■ **Description of the task**:
Pull out every line in the data that has the string "illuminated" in it.

====== Data under study ======

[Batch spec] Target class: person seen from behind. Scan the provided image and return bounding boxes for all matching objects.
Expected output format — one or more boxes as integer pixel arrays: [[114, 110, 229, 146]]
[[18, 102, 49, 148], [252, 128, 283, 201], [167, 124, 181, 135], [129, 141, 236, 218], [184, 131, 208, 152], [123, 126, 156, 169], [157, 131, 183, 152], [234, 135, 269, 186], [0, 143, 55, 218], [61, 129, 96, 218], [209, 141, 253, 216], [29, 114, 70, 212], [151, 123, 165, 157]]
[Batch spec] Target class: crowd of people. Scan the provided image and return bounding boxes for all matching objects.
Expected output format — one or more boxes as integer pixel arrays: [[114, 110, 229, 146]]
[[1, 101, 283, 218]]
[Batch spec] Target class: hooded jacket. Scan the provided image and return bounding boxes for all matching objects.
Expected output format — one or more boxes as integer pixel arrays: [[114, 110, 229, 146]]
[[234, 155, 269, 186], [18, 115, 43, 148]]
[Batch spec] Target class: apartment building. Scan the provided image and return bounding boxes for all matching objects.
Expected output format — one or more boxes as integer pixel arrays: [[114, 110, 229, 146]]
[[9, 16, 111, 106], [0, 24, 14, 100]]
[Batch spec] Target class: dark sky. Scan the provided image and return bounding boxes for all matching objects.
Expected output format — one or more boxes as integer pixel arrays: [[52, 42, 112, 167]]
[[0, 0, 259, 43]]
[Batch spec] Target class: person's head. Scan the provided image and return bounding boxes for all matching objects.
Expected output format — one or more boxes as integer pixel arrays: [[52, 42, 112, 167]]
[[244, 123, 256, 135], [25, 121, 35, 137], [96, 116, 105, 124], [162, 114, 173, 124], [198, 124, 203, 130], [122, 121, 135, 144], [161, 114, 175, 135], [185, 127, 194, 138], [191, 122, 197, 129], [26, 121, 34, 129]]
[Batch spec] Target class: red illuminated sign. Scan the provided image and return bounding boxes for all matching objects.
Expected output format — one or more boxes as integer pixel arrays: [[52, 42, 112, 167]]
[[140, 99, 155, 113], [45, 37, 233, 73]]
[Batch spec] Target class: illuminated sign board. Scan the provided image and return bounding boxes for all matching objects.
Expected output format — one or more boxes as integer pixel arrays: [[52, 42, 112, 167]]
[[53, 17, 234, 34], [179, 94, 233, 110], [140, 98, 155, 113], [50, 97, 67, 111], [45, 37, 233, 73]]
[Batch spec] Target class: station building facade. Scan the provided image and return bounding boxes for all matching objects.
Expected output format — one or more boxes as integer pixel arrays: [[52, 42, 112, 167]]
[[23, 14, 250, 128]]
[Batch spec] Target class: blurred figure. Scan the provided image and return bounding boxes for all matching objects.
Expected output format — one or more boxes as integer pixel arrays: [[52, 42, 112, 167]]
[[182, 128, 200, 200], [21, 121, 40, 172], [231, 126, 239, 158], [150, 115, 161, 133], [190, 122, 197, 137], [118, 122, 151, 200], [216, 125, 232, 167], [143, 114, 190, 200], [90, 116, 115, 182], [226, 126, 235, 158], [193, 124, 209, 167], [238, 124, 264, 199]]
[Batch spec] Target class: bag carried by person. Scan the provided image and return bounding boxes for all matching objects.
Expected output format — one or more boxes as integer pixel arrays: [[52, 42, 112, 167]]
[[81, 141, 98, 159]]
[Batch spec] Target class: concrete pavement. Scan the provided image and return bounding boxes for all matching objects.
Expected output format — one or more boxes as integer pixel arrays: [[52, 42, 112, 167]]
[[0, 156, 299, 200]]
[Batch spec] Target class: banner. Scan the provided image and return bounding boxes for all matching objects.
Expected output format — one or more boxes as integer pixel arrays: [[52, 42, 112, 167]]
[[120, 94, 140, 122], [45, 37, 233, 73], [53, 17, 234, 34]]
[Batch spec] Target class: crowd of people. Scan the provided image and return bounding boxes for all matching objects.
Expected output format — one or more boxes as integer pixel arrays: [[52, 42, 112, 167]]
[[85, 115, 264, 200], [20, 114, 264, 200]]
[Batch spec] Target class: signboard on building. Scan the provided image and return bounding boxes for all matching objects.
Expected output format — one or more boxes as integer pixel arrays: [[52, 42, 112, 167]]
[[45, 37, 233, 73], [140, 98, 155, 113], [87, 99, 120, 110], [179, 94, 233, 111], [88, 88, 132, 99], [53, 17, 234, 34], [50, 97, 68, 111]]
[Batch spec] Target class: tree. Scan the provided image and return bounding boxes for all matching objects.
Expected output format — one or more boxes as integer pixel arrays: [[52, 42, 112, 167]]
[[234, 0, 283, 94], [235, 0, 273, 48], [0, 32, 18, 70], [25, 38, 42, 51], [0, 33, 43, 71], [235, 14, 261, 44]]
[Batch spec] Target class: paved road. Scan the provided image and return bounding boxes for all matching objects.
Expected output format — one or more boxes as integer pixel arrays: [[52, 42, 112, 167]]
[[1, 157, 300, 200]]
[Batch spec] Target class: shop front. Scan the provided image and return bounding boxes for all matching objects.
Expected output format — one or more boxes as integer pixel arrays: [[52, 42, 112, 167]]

======

■ **Response below**:
[Batch spec] Target class: red illuminated sign. Scan the provided image and return bounding boxes for all matching objects.
[Batch spec] Target class: illuminated sign board. Scan the provided image and return bounding boxes for all matching objects.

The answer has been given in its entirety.